--- LISTING ---
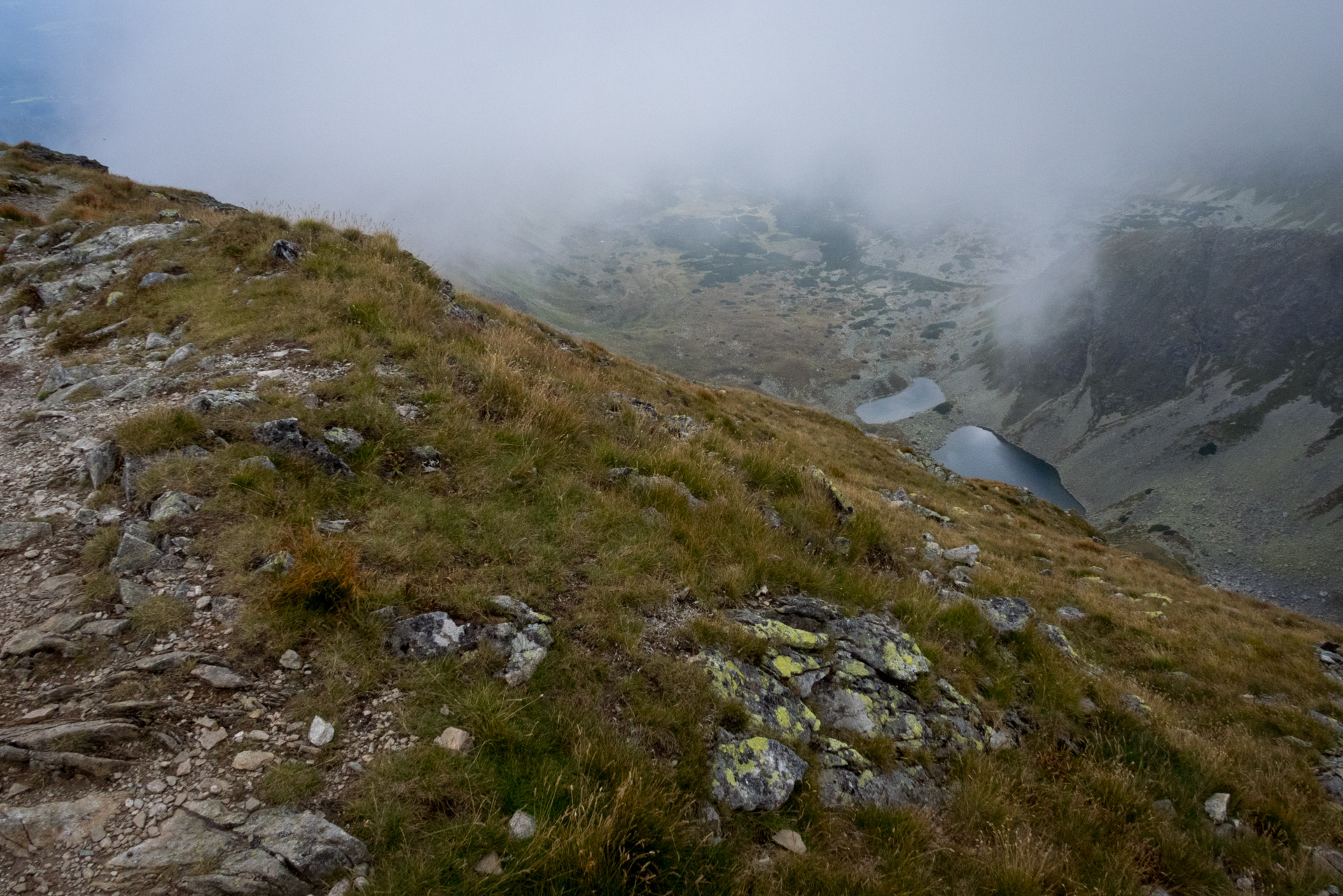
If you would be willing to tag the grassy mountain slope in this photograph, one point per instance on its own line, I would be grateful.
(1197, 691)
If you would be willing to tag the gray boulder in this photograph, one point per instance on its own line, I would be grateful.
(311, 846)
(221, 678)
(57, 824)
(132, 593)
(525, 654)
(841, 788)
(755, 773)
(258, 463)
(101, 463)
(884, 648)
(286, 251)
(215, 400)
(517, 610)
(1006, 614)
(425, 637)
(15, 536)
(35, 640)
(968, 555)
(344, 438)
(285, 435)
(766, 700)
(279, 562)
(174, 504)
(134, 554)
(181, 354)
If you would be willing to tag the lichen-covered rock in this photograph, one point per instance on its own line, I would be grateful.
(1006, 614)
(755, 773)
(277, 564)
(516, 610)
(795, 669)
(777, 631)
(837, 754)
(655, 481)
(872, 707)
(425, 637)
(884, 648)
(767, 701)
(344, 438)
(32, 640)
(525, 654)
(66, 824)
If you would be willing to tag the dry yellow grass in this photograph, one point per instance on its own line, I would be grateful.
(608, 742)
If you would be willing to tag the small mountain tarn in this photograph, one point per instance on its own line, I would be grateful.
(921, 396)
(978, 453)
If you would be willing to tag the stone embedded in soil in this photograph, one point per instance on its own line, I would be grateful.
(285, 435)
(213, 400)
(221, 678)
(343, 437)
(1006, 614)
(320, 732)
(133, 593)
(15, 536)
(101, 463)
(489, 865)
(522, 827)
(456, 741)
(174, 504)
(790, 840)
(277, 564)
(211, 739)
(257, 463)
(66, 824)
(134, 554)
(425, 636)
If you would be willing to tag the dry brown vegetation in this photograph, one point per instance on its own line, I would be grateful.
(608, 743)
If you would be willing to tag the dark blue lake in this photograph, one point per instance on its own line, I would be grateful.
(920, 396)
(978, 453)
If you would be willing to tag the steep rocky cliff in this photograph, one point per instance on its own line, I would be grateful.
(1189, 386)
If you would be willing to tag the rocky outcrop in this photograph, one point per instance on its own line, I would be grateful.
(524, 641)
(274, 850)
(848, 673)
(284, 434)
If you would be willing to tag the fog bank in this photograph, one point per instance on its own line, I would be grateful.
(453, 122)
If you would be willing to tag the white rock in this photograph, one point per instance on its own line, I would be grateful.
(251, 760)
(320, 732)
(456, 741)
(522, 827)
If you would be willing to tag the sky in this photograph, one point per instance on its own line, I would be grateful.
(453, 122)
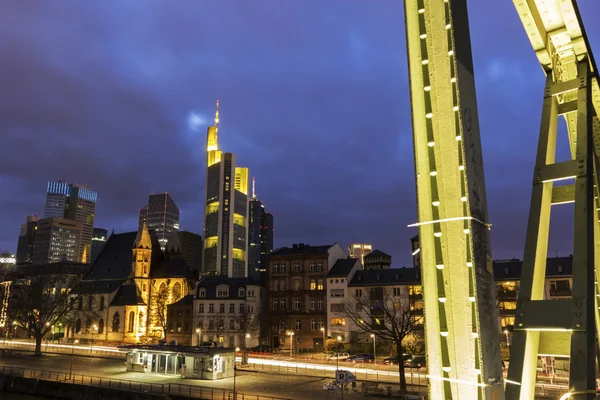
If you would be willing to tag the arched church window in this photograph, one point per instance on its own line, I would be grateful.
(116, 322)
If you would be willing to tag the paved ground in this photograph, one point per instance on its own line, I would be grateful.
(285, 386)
---
STATED PROBLEM: Would you mind returning each entry above word for word, skipping the images?

EXPECTED ANSWER:
If you would be willing to tag the grassy mountain slope in this photograph, one point per instance on its own line, I would be grateful.
(1197, 691)
If you would be willing to tag the gray boulder in this photograph, one point per instance on its own line, I would be grateful.
(311, 846)
(221, 678)
(57, 824)
(132, 593)
(525, 654)
(841, 788)
(755, 773)
(258, 463)
(101, 463)
(884, 648)
(286, 251)
(215, 400)
(517, 610)
(1006, 614)
(425, 637)
(15, 536)
(35, 640)
(968, 555)
(344, 438)
(285, 435)
(766, 700)
(279, 562)
(174, 504)
(134, 554)
(181, 354)
If you would be willing to tag the lichen-covered rock in this photograph, one point per instance on its own line, I would be grateful.
(1006, 614)
(755, 773)
(277, 564)
(516, 610)
(795, 669)
(777, 631)
(837, 754)
(655, 481)
(872, 707)
(425, 637)
(884, 648)
(767, 701)
(344, 438)
(32, 640)
(525, 654)
(66, 824)
If you would be willing to tag the dry yellow grass in this photograph, one point per instance on its own line, I would be grateful.
(608, 742)
If you would be willing to tag the small mountain tarn in this photograph, one point per instance on its own line, I would be grateful.
(921, 396)
(978, 453)
If you would be willing to tag the stone embedded in soil in this photograph, one point per instance on its own line, I would be grateful.
(285, 435)
(213, 400)
(221, 678)
(343, 437)
(1006, 614)
(320, 732)
(133, 593)
(15, 536)
(101, 463)
(489, 865)
(522, 827)
(456, 741)
(174, 504)
(790, 840)
(277, 564)
(211, 739)
(257, 463)
(66, 824)
(134, 554)
(425, 636)
If you would be willing to tag the dry brown vegetation in this photograph, one point per instance on its own line, I would be grateful.
(608, 743)
If you would be willing to tag the dark blue lake in this photograph, one point per instance on its own line, I would be grateful.
(920, 396)
(978, 453)
If you would be willing to tag the steep rocky cliff in this photograph, one point per instance on its own line, I would be grateful.
(1189, 386)
If you would be willing to tag the rocky outcrop in this photograph, one point per instance on its own line, I would be grateful.
(524, 641)
(274, 850)
(848, 673)
(284, 434)
If you would be willing to tag the fog bank in this photograph, one point per instance on its own line, I would be grateful.
(453, 122)
If you would be willing to tag the white rock in this photograph, one point per instance on its own line, I would be grateful.
(251, 760)
(320, 732)
(456, 741)
(522, 827)
If you would be willing to tag the sky in this photograph, one point per instance on its own line, I would be grateful.
(453, 122)
If you would be willing to tag the arched church window in this photograph, one point per instance on its own line, I would be grateful.
(116, 322)
If you would be willing to tag the paved ground in this photograph, one point per instance on its own line, I would be grateful.
(285, 386)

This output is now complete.